Provided passage:

Communication, Information, And Empathy

I think it’s important to chat.

When Dan was running the kitchen the most informative time of day was the pre-lunch smoke break. Something important would be remembered while the conversation was just wandering, responsibilities would be delegated or volunteered for, plans were made. Most of the menu was developed out there in between making fun of passers-by.

It’s easy for a boss to say my door is open, if you see something or have an idea please come to me, you’re the front line I’m counting you etc but making everything a matter of official communication, especially with authority, turns that conversation into a dragon to be slain, a daunting chore that feels better put off.

What’s happening at work right now is people are trying to solve the problem by communicating moreĀ rather than communicating better. Information just gets lobbed around the kitchen on white boards, via email, thru gossip, etc. I’ve learned things that I needed to know by being in the right room at the right time and simply overhearing it.

So I’ve been making more of an effort to chat with people, people who aren’t my friends, and the result is that we become friendly. I’m choosing to listening patiently while people talk about annoying crap so that when they have something important to say they don’t hesitate to say to me.

Dataset records:
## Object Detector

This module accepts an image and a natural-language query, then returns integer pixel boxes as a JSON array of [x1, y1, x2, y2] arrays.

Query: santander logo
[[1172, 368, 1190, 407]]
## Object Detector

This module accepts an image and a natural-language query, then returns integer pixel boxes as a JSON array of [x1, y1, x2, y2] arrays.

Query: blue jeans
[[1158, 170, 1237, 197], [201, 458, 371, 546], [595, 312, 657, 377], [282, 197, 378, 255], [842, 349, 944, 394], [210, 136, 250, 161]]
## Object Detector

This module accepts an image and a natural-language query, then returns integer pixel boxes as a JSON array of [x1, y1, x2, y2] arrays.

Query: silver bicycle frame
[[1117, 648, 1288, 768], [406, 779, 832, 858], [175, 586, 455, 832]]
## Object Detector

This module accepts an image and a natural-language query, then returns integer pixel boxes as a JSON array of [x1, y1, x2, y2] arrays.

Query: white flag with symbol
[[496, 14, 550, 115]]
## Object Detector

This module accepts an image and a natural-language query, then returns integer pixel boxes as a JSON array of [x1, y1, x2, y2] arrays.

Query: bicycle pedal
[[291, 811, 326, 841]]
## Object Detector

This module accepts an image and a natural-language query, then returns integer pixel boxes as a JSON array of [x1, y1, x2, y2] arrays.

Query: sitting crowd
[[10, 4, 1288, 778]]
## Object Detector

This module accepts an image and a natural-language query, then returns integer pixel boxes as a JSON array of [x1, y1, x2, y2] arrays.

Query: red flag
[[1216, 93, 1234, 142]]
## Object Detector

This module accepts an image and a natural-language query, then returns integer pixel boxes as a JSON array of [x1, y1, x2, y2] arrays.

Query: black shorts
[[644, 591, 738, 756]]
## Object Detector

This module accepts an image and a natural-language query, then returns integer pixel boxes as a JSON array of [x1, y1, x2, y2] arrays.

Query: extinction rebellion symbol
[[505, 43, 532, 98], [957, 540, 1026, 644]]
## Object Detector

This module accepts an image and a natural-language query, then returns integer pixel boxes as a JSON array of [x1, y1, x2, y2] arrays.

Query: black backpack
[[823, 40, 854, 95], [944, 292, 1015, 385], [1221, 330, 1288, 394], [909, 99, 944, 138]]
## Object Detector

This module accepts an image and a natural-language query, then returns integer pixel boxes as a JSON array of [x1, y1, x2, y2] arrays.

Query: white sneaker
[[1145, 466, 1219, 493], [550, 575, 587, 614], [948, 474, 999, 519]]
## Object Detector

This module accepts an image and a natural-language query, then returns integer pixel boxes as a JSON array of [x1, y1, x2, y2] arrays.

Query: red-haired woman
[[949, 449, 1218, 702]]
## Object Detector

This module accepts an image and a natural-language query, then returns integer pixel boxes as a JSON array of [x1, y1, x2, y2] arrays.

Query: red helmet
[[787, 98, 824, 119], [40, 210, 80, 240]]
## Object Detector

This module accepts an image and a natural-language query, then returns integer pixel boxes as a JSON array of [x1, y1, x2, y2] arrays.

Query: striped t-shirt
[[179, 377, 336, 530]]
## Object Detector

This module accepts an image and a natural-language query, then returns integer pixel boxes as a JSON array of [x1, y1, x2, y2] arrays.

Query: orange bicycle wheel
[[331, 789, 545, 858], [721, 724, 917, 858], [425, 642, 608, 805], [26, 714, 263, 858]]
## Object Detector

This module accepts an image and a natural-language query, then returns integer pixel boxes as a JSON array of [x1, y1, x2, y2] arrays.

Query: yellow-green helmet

Problem 1:
Using the passage on communication and empathy, repeat the part that opens with the words containing "What’s happening at" and closes with "simply overhearing it.".
Problem 2:
In the passage on communication and empathy, why does the writer listen patiently to coworkers who aren't friends, even when they talk about annoying things?

Written solution 1:
What’s happening at work right now is people are trying to solve the problem by communicating moreĀ rather than communicating better. Information just gets lobbed around the kitchen on white boards, via email, thru gossip, etc. I’ve learned things that I needed to know by being in the right room at the right time and simply overhearing it.

Written solution 2:
The writer wants those coworkers to become friendly. Then, when they have something important to say, they won't hesitate to say it to the writer.